▶ **TASK TO CARRY OUT**:
Decide whether each statement below agrees with the commentary on the Joe Slovo case, answering yes or no and quoting the words of the commentary that decide it. 1. Justice Yacoob devoted 25 pages to the question of adequate notice. 2. The judgment runs to more than 220 pages. 3. Judge Hlophe first ordered the residents' eviction in the Cape High Court.

▶ **STUDY TEXT**:
The Joe Slovo case and judgment(s)
Sitting in the Constitutional Court and listening to Justice O’Regan
read out the order, one got the sense of a Court completely naive and
out of touch with reality, failing at its duty to adjudicate on
socio-economic rights compromised by bad implementation of wrongly
interpreted government policy. The Court refused to condemn the eviction
of Joe Slovo residents to Delft, which will result in an uncertain
future for them in so-called ‘temporal housing’ (basically, government
shacks) managed by that defunct and debatable “national public entity”
called Thubelisha Homes. Lest we forget that this agency is now
technically insolvent.
The Court, unwittingly or not, has effectively allowed government to get
away with a national project that was misconceived from the start,
described by many as merely a grandiose ‘vanity project’; implemented
with no consultation or bottom-up planning; and which is contrary to the
spirit and letter of national housing law and policy and the
Constitution. This, despite it being the pilot project for the Breaking
New Ground (BNG) housing plan.
This failure is sadly true for every one of the five judgments, despite
agonising individual attempts by Yacoob, Moseneke, Ngcobo, Sachs and
O’Regan to defend their devastating ‘consensus’ to grant the eviction
order. The order is highly problematic, regardless of the mitigating
efforts made by the Court to render the eviction more “humane”, by
ordering ongoing meaningful engagement, setting standards for the
alternative accommodation at Delft and stipulating the 70% allocation
for current and former Joe Slovo residents.
There is perhaps an element of sympathy with the Court’s predicament -
this was obviously not a straightforward case for them to adjudicate.
The legal strategy of the applicants was to argue this highly complex
case on the most winnable legal points, which also happened to be rather
technical, arguing that the residents had tacit consent to occupy the
land, were thus lawful occupiers and were entitled to adequate notice
before their eviction, which never occurred. Therefore, there are no
grounds to evict. Given the nature of the case and that of the Court,
this tactic was not necessarily wrong. However, it has unfortunately
resulted in over 220 pages of a judgment which still condones a mass
eviction (including 25 pages spent by Justice Yacoob agonisingly
unpacking the nature of ‘consent’).
It should be stated at this point that the above comments in no way
serve to bolster recent criticisms made by Judge Hlophe (who initially
ordered the eviction of the residents in the Cape High Court with no
regard for their predicament or provision of mitigating measures). He
attacked the Constitutional Court for their long judgments and the
“complex and scholarly” manner in which they write them, stating that
the Court has a responsibility to write simple and accessible judgments
which can be understood by ordinary people. While this is undoubtedly an
enduring problem with the judiciary and needs to be addressed urgently,
it is rather a cheap shot from Hlophe. Most likely Joe Slovo residents
did not really care that when their eviction was ordered by him it was
done in a short, “simple and accessible” judgment. Content that favours
“ordinary people” is surely as important as the form it takes.

▶ **DATA FOR ANALYSIS**:
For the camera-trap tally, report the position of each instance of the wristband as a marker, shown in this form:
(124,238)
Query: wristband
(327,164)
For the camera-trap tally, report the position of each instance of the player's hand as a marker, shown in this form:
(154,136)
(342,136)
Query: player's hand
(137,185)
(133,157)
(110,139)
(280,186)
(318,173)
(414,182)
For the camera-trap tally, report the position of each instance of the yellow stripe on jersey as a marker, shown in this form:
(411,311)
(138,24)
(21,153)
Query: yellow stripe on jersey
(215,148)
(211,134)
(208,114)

▶ **SOLUTION**:
1. No: "25 pages spent by Justice Yacoob agonisingly unpacking the nature of ‘consent’"
2. Yes: "over 220 pages of a judgment which still condones a mass eviction"
3. Yes: "who initially ordered the eviction of the residents in the Cape High Court"